◆ Objective
Count the lines in the material below that contain the word "blue", and reply with only that number.

◆ Recorded data
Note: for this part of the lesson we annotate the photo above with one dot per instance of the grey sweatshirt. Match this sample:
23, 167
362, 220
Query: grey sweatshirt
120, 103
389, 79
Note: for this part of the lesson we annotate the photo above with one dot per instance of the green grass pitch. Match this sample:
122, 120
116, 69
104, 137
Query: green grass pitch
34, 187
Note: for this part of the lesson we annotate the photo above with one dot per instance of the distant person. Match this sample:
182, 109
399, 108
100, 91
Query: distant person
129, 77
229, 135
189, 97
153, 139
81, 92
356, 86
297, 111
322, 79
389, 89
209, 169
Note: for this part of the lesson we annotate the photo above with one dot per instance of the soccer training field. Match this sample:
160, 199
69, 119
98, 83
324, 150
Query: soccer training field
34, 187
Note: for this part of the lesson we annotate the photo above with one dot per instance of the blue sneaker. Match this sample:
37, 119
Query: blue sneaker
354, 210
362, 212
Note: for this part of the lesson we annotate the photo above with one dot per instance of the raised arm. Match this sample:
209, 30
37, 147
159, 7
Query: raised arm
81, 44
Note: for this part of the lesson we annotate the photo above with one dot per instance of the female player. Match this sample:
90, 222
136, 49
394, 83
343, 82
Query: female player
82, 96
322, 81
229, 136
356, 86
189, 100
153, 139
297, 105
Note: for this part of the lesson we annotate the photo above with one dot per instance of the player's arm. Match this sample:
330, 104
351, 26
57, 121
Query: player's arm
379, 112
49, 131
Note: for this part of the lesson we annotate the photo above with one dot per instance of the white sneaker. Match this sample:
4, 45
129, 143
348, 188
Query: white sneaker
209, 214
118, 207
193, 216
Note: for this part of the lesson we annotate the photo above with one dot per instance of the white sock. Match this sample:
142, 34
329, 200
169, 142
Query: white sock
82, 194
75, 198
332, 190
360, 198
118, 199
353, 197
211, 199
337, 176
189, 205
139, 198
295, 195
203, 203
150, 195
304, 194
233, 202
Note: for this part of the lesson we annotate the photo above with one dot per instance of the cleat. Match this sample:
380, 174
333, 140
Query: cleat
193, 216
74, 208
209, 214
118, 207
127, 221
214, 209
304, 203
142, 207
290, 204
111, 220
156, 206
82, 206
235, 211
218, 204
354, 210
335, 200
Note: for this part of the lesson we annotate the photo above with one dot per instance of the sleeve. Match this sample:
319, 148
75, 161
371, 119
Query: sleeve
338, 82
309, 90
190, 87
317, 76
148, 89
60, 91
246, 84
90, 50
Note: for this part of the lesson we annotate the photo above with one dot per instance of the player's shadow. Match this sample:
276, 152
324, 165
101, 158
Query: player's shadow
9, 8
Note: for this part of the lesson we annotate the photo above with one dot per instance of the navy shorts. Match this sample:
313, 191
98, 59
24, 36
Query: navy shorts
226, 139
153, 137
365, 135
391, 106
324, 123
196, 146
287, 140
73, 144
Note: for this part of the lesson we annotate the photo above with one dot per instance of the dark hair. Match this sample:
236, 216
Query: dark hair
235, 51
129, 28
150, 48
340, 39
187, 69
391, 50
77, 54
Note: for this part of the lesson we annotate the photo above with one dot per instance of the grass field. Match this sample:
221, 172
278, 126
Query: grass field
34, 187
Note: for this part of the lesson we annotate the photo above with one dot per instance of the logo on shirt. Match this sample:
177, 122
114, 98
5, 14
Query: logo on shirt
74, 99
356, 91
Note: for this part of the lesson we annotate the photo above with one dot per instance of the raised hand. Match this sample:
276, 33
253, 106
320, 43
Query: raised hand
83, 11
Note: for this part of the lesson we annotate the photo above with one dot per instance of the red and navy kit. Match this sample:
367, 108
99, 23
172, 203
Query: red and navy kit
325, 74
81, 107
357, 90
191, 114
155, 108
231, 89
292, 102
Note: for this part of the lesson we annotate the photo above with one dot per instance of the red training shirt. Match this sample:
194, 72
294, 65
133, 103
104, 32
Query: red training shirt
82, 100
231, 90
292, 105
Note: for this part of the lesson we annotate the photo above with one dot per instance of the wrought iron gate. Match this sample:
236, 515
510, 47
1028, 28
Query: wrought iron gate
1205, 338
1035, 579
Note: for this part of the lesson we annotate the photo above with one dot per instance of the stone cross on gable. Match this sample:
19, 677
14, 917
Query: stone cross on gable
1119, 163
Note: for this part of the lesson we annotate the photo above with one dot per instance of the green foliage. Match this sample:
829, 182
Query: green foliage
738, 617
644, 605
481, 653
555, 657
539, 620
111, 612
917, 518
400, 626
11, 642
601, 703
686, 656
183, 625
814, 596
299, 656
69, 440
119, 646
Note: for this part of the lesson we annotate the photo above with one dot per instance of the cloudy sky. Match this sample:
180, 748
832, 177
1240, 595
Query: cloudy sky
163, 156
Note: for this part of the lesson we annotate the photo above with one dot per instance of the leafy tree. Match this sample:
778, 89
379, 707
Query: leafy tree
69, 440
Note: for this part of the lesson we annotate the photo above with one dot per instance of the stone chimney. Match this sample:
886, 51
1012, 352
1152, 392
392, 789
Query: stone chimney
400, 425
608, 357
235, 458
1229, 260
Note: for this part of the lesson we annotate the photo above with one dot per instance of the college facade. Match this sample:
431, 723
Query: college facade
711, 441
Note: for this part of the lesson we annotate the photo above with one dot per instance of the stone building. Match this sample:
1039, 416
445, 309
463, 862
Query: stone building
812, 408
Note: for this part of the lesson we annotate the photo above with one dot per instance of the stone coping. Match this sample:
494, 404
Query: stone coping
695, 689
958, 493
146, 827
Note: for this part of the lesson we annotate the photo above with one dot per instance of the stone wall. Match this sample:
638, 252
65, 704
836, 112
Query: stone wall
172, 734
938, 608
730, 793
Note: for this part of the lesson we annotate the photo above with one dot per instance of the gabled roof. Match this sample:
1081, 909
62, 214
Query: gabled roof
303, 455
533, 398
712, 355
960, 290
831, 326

--

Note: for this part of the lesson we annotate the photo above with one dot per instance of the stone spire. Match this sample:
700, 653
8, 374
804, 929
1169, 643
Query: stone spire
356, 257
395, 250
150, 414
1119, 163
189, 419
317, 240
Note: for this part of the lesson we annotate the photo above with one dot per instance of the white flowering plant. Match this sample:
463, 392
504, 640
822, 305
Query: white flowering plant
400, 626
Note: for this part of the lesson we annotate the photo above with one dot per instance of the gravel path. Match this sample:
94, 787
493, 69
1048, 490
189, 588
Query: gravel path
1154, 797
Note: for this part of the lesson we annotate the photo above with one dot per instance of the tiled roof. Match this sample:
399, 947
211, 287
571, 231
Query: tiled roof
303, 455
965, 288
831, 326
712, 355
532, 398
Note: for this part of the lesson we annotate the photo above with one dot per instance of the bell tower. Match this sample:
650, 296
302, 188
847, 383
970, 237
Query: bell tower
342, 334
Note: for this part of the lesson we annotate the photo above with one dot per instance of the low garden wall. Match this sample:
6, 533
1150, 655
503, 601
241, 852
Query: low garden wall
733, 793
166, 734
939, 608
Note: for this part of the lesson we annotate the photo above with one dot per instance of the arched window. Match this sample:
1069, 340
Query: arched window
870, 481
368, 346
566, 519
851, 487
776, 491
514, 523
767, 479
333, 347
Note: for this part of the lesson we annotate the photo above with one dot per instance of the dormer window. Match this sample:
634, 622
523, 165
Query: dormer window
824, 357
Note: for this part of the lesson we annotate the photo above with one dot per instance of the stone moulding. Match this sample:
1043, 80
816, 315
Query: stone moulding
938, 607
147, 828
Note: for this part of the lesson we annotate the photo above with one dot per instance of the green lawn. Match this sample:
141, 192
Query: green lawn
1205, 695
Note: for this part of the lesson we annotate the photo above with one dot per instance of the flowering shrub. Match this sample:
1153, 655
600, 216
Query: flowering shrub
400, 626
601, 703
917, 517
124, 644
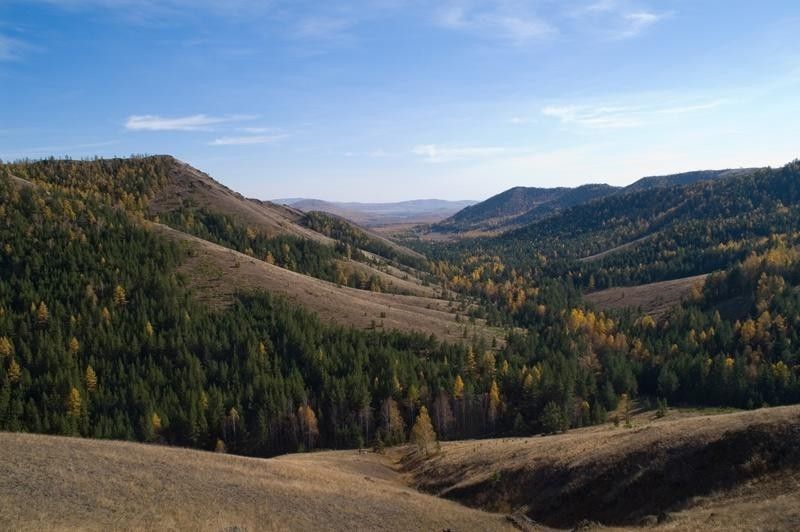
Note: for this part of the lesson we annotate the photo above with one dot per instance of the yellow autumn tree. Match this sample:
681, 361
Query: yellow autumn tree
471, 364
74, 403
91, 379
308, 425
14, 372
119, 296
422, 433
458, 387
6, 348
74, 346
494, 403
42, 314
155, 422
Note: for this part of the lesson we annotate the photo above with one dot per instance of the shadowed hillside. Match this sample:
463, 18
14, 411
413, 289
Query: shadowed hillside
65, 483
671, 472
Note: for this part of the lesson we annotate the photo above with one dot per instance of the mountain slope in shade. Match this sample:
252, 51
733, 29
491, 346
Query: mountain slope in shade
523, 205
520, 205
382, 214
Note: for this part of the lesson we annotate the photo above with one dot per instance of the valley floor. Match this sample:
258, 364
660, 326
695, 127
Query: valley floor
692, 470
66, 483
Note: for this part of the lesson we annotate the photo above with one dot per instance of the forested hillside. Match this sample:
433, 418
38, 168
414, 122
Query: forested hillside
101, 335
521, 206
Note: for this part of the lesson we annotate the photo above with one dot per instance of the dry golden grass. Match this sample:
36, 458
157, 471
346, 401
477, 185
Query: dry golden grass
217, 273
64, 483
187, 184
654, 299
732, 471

◆ Task output
2